Please keep to the lines below from the one with "Then point out every instance of the dark trousers" through the one with "Then point out every instance of the short", and restate them word for word, ends included.

........

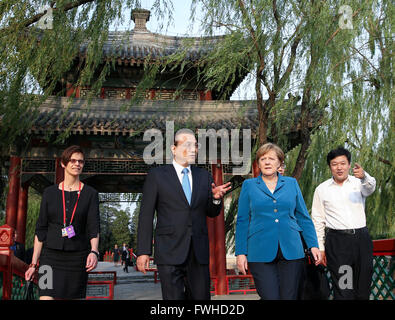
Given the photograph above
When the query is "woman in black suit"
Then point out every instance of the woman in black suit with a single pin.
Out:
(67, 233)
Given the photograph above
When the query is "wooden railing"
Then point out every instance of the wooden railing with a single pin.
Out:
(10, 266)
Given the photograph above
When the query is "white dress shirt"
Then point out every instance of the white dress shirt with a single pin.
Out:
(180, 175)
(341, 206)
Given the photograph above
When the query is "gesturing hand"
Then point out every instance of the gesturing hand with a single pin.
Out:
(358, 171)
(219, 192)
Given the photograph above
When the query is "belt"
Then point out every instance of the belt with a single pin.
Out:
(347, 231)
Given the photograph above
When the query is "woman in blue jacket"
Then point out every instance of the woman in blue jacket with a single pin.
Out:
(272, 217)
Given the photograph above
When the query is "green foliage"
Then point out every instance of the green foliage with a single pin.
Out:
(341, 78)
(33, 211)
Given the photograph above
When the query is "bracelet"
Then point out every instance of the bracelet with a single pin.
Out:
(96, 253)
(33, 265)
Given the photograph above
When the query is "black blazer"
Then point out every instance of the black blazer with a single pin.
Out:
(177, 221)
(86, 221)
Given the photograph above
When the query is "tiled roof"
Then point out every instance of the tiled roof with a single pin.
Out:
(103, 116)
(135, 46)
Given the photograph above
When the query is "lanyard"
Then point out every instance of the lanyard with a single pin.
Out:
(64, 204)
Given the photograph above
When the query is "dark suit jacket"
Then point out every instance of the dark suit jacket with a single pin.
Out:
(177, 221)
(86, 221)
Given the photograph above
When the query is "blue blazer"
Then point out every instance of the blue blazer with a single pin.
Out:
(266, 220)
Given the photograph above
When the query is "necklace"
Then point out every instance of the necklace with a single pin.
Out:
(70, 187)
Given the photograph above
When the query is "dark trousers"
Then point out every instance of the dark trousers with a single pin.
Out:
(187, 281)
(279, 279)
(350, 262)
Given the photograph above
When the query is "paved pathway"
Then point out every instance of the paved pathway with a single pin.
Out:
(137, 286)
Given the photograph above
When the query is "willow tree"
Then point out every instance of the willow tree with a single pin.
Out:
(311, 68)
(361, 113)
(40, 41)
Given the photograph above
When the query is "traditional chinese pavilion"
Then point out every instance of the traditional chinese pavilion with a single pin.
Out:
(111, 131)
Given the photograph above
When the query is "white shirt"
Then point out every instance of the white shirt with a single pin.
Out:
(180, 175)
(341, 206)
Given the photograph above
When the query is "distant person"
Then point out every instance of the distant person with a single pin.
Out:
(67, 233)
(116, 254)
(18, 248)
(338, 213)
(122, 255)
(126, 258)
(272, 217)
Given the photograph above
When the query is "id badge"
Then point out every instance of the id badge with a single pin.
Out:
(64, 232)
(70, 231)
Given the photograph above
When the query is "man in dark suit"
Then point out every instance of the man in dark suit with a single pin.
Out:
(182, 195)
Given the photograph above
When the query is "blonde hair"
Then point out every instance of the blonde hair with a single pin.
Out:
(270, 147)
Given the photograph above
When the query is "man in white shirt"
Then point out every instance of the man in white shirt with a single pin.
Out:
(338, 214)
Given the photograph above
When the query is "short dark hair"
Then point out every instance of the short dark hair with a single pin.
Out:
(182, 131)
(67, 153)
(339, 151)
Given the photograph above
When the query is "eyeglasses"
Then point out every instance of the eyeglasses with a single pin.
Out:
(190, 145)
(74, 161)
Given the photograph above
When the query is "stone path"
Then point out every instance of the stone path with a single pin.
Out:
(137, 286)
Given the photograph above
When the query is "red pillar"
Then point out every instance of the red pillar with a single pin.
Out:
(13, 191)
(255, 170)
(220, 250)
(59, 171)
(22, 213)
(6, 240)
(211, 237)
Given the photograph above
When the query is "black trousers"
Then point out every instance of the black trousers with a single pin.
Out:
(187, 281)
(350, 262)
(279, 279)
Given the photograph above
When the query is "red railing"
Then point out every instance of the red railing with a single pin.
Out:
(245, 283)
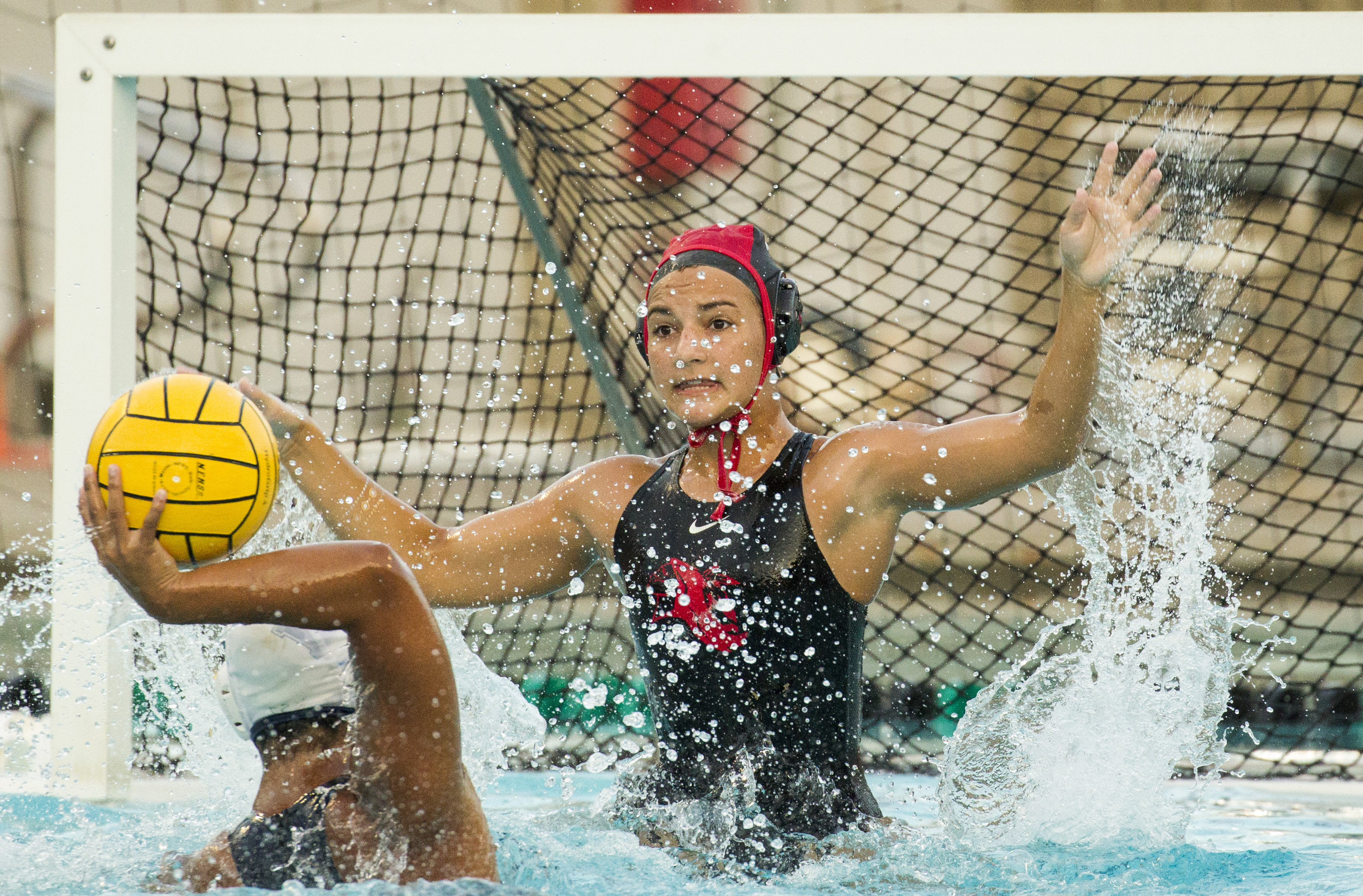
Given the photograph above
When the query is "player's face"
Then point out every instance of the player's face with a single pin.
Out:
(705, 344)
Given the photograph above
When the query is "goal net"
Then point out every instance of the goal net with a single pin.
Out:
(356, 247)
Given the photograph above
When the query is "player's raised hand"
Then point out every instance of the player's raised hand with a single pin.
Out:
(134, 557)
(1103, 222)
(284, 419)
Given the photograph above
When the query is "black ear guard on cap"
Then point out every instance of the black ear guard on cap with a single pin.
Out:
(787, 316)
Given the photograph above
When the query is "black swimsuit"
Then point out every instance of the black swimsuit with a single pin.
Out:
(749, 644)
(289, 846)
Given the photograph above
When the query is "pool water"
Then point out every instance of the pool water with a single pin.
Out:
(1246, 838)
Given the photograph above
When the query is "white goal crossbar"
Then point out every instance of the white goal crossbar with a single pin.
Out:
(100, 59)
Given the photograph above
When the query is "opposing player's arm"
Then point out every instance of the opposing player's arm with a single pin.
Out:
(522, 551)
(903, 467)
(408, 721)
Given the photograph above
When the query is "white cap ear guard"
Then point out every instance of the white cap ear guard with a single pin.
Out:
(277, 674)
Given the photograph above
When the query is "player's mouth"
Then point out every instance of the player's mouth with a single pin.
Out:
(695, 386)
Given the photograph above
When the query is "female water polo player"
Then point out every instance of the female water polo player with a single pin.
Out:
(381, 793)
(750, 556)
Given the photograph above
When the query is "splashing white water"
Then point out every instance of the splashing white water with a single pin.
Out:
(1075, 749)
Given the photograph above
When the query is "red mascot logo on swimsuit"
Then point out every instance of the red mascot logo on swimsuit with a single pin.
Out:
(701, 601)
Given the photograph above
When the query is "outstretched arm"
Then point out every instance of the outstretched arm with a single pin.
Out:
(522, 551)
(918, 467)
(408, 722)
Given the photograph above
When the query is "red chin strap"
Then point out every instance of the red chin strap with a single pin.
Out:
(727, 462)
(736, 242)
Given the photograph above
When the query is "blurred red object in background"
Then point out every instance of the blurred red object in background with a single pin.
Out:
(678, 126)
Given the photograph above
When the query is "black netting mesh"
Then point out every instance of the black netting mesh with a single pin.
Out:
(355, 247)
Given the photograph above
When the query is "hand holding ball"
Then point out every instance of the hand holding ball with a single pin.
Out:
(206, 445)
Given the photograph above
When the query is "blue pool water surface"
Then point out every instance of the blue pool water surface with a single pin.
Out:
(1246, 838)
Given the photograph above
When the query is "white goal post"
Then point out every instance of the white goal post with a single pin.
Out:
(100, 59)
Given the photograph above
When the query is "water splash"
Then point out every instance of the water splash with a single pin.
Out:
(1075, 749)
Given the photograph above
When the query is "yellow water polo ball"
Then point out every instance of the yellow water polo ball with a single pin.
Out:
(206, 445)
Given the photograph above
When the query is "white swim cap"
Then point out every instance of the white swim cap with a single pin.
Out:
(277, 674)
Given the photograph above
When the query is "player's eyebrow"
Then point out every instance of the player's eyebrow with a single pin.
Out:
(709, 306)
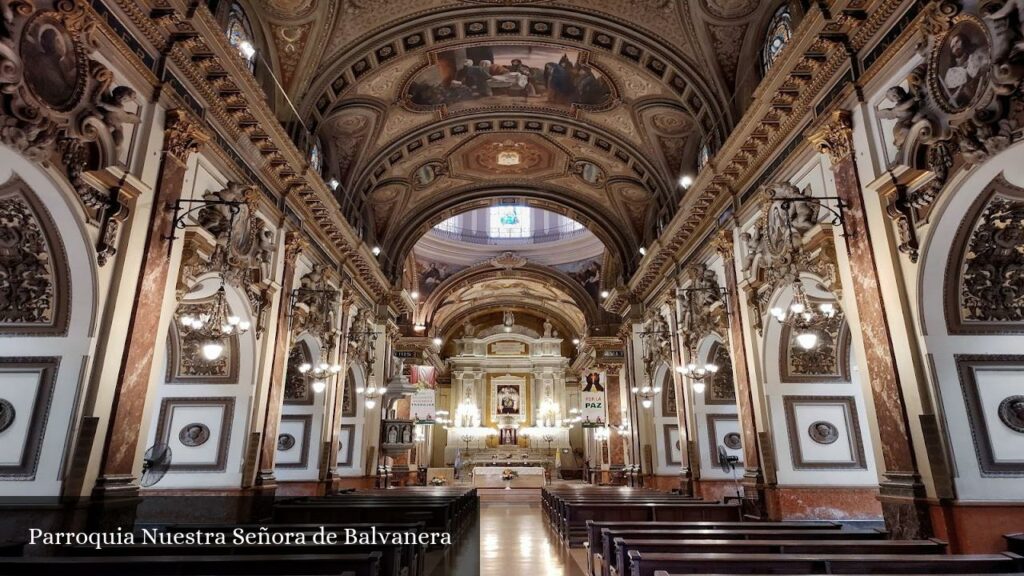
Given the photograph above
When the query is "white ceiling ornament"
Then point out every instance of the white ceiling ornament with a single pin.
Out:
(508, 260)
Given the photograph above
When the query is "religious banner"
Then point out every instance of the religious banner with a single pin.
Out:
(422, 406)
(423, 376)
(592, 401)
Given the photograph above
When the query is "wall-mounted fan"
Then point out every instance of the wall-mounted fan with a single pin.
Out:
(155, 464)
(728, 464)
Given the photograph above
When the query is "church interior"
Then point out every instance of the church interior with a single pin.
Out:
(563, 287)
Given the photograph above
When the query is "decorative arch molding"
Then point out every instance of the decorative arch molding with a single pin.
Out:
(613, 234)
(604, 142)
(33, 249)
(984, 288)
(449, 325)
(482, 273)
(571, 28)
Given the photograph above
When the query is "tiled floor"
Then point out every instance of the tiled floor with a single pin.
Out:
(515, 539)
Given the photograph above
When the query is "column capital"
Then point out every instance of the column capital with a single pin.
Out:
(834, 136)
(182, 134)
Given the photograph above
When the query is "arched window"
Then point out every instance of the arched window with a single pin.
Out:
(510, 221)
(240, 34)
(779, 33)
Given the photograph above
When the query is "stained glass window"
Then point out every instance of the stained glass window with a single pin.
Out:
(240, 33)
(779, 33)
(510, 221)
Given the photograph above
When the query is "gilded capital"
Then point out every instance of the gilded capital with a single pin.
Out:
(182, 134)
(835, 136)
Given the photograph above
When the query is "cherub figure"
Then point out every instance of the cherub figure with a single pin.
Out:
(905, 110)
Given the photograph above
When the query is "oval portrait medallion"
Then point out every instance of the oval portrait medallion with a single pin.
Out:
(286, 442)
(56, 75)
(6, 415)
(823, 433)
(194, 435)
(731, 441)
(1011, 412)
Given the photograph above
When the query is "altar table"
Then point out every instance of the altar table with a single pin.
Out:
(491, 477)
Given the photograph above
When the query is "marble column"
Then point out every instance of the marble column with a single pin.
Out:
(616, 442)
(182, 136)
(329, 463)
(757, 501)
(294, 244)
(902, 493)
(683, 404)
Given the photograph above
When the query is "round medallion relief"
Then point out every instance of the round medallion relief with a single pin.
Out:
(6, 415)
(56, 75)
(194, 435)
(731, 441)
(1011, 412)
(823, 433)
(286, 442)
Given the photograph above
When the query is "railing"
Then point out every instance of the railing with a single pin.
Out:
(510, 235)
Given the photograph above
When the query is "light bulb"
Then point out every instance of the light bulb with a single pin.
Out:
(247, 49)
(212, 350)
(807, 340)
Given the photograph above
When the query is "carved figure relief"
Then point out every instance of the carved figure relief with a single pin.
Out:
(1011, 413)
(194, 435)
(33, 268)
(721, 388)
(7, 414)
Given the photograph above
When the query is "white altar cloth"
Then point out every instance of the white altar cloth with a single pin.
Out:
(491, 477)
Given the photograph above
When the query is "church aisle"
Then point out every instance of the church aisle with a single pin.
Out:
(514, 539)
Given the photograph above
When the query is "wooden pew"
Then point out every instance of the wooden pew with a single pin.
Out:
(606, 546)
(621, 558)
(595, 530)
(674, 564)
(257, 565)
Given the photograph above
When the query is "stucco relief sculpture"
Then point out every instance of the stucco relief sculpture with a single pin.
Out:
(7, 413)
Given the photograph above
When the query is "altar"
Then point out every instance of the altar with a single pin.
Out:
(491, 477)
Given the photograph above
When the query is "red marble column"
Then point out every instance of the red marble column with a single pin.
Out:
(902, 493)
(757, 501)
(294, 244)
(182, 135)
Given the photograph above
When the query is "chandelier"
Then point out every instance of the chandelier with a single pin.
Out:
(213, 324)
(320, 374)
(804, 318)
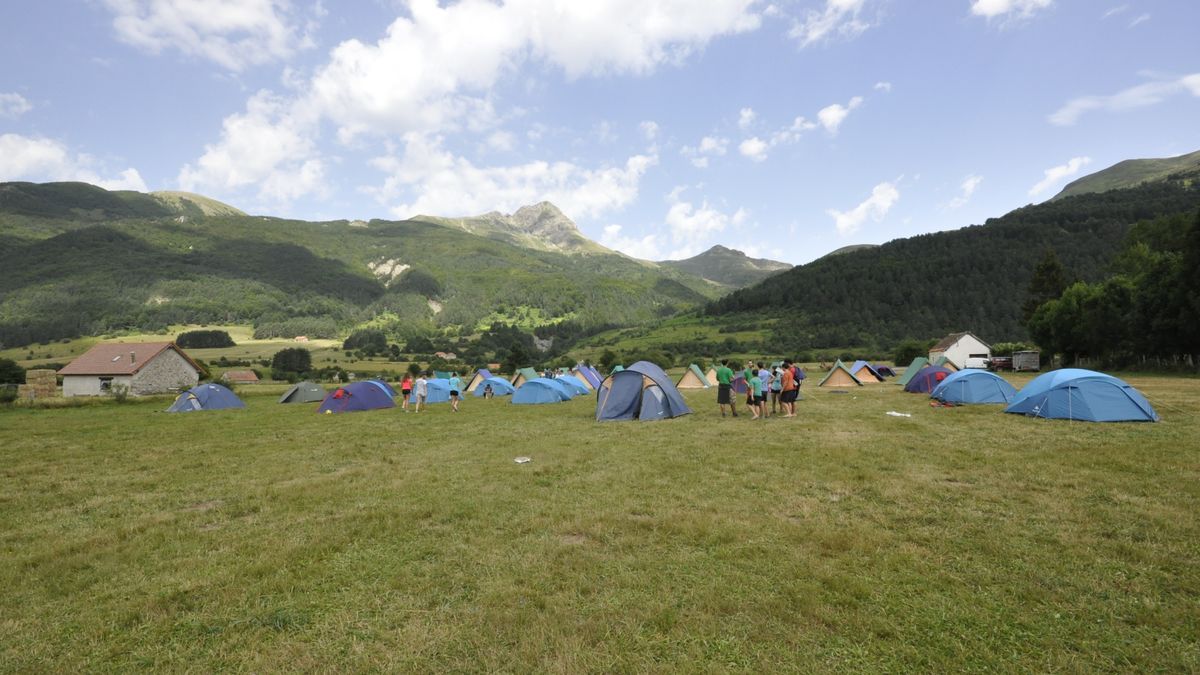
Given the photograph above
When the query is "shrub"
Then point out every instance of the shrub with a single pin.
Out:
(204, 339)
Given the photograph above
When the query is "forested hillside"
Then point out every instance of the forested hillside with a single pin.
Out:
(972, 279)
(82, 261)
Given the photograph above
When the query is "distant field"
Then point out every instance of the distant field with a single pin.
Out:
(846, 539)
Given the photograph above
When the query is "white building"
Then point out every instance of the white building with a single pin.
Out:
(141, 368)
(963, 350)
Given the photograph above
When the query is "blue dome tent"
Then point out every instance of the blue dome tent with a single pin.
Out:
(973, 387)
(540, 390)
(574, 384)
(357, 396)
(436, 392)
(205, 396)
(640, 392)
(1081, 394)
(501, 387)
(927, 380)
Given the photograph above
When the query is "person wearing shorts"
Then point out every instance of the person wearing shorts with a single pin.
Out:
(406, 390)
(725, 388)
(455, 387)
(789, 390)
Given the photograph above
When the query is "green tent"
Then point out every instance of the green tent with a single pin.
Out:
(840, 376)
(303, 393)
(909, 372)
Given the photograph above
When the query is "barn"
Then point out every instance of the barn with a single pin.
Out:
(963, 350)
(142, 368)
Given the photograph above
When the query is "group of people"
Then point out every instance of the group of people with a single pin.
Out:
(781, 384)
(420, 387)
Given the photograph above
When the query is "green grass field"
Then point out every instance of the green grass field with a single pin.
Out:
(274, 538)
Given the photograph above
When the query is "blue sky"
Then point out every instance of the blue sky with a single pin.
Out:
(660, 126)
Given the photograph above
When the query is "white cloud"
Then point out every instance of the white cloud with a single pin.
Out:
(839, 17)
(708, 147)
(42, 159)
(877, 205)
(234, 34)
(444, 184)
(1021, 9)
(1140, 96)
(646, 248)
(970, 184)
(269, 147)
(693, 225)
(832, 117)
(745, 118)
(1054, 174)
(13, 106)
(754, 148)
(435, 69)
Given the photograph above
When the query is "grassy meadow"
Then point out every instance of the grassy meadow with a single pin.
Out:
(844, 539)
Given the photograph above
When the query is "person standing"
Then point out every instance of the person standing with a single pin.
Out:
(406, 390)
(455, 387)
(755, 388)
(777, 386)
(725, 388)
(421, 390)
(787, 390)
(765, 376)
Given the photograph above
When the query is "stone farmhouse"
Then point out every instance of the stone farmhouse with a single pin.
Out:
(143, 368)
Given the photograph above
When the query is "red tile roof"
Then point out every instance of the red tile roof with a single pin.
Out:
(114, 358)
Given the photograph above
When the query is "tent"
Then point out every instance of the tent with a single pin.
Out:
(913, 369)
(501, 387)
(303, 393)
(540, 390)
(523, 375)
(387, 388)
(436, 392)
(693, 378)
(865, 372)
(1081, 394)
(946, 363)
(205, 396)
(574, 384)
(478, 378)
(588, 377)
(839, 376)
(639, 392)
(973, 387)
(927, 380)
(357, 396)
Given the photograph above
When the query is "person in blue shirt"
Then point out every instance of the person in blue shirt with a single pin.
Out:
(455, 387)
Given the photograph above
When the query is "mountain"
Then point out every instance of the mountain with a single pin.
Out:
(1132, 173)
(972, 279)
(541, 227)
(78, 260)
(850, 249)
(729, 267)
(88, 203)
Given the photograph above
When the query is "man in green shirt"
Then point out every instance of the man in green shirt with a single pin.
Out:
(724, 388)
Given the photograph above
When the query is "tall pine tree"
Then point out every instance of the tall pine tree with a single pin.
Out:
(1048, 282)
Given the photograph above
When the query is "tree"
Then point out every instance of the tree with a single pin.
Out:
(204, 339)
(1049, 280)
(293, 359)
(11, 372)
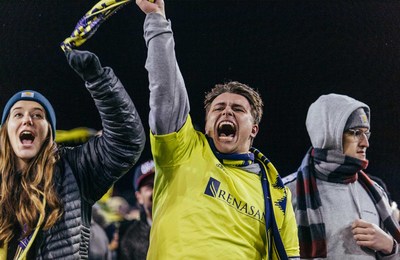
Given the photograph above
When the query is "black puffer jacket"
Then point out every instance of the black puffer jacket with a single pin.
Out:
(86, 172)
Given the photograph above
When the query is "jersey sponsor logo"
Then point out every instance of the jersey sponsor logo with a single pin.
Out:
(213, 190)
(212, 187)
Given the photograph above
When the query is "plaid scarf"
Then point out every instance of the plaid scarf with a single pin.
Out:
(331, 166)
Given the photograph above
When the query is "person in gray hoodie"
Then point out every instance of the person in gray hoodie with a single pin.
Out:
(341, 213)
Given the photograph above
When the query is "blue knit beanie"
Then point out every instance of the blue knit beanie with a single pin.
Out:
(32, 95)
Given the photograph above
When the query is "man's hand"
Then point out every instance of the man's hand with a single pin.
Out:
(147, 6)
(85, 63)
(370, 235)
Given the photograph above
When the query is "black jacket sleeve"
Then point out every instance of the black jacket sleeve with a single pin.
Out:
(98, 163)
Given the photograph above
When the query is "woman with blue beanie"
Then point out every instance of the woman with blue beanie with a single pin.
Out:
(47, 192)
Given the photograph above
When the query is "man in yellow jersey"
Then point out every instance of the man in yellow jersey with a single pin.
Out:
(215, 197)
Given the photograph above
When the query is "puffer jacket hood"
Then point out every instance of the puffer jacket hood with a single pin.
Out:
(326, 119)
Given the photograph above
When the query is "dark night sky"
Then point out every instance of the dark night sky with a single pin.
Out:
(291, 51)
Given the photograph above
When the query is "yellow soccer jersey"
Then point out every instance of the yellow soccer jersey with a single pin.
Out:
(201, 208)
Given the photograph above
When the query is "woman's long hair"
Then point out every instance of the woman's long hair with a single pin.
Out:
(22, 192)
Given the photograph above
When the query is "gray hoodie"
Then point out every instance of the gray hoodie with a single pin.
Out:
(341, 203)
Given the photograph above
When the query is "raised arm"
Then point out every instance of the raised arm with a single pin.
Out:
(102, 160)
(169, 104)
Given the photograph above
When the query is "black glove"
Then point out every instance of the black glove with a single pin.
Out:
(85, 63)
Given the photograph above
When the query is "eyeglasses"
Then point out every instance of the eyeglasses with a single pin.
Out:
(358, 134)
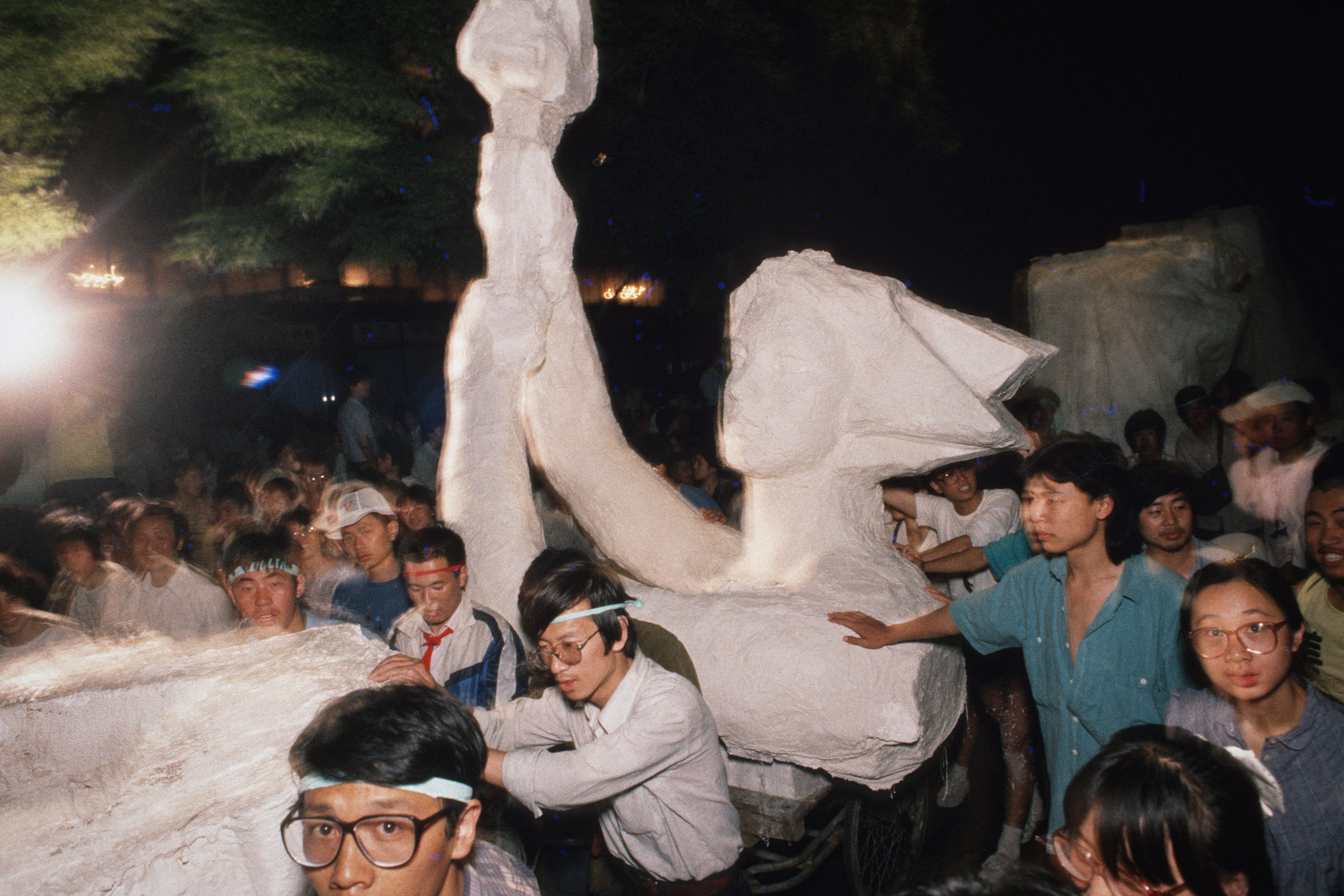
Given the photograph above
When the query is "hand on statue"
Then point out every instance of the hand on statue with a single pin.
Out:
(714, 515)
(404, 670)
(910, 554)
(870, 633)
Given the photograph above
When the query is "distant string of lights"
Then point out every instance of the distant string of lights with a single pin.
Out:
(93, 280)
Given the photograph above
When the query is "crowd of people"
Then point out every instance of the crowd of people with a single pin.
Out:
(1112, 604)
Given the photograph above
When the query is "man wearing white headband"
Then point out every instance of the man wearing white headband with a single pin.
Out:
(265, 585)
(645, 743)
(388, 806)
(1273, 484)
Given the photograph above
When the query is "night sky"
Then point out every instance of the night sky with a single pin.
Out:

........

■ Your solution
Then point out every instance of the dark trousers with a single pin.
Out:
(187, 281)
(279, 279)
(350, 262)
Given the photograph above
When the query is "paved pathway"
Then point out every instance of the paved pathway with a single pin.
Out:
(137, 286)
Given the photograph above
When the query is "willow tree"
Then point out every instance of the willow tree with a single pin.
Out:
(311, 68)
(361, 113)
(40, 41)
Given the photograph above
When the query is "traditional chinese pavilion"
Then point out every instance of the traditional chinese pavilion with a single pin.
Out:
(111, 131)
Given the photograph above
When the query is "white shirt"
Then point out every instance of the white shirt with a single pin.
Out:
(180, 175)
(341, 206)
Given the photograph above
When the query is "distant person"
Then point out every instance of the distant person with a single pin.
Out:
(67, 233)
(116, 254)
(18, 248)
(338, 213)
(122, 255)
(126, 258)
(272, 217)
Given the photograph above
When the query is "id badge"
Then point out every instance of the id badge with a single pin.
Out:
(64, 232)
(70, 231)
Given the photograph above
When the query is "man in dark suit"
Then point out every instance of the man in dark suit with a single pin.
Out:
(182, 195)
Given the photograph above
When the query is "blonde hair"
Then point out every instance of the blonde hair with a single pin.
Out:
(270, 147)
Given the photograph above
When the query is "man in white shirt"
Then point out every instance of the man in white shirt with a single pin.
Out:
(338, 214)
Given the photograph above
When the query is "short dark hair"
Then point out every instance of the short dark hair with a single pin.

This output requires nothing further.